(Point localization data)
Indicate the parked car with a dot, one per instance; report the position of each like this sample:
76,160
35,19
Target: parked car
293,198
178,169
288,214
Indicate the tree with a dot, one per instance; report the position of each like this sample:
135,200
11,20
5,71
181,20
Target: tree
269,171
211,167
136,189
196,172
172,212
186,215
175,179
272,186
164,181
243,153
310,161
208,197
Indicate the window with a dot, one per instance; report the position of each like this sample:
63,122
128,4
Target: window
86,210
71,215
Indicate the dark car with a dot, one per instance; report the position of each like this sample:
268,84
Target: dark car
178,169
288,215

---

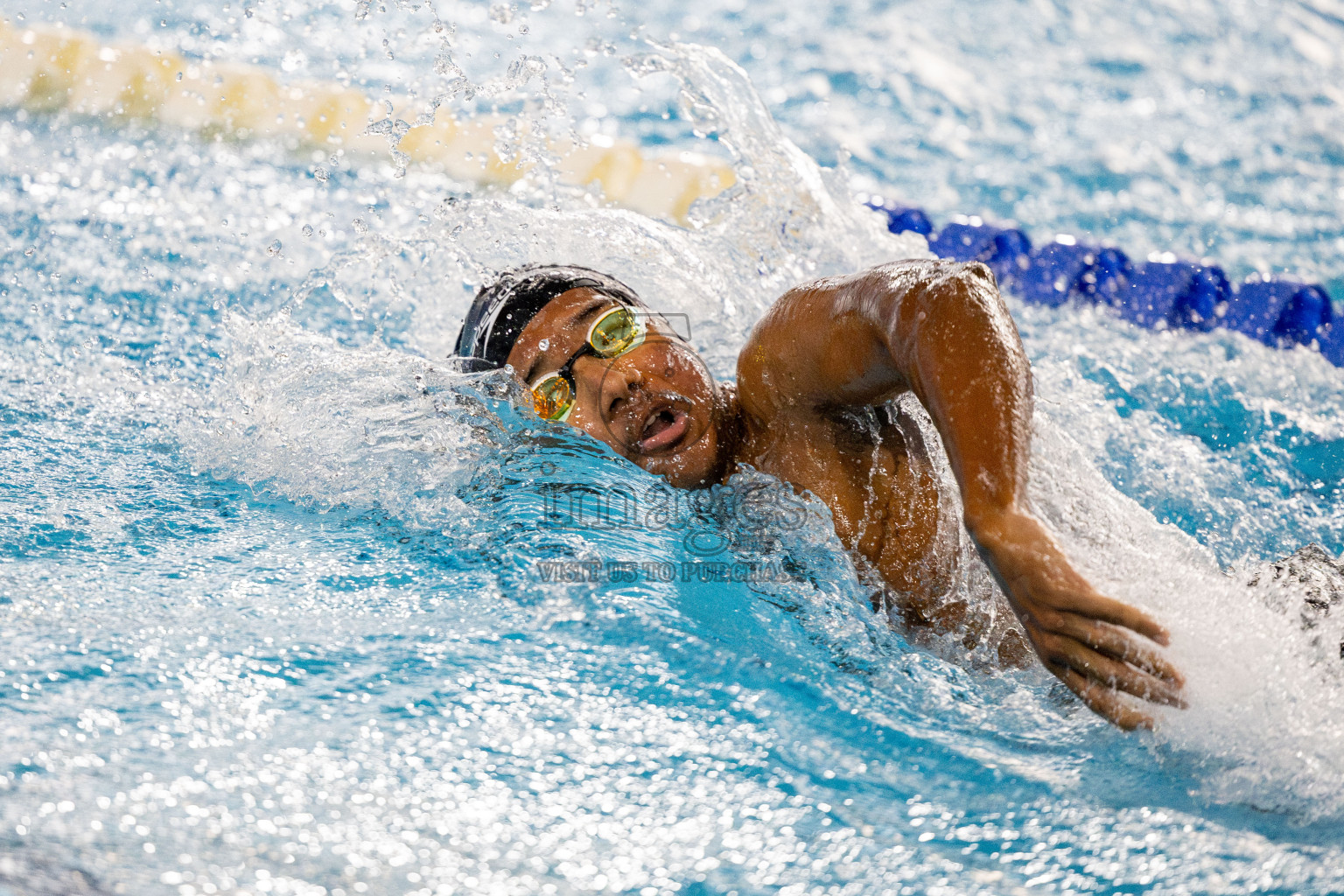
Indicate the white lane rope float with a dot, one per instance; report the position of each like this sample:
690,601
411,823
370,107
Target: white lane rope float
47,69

* * *

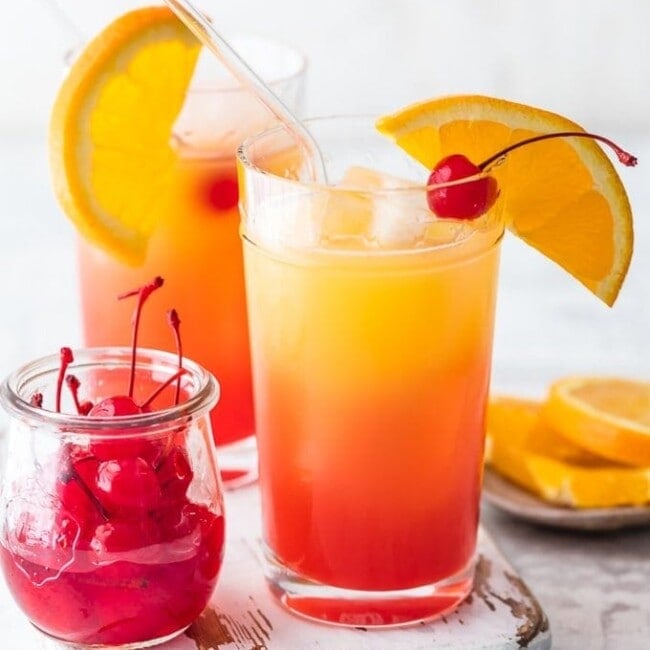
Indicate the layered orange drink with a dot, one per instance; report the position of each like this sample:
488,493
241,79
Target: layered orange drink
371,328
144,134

** Work order **
Your reply should consist of one number: how many lines above contain the word "Indicate".

** Solution to this problem **
6